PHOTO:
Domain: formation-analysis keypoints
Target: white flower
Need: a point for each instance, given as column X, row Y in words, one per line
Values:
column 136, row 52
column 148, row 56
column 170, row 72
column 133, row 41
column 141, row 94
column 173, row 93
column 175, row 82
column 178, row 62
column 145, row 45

**WHAT YOU SHOULD DO:**
Reproduce all the records shown above, unchanged.

**FINAL ANSWER:**
PHOTO:
Domain: formation-analysis keypoints
Target: white flower
Need: a point for each instance, given as column X, row Y in words, one per line
Values:
column 136, row 52
column 148, row 56
column 170, row 72
column 133, row 41
column 141, row 94
column 173, row 93
column 175, row 82
column 178, row 62
column 145, row 45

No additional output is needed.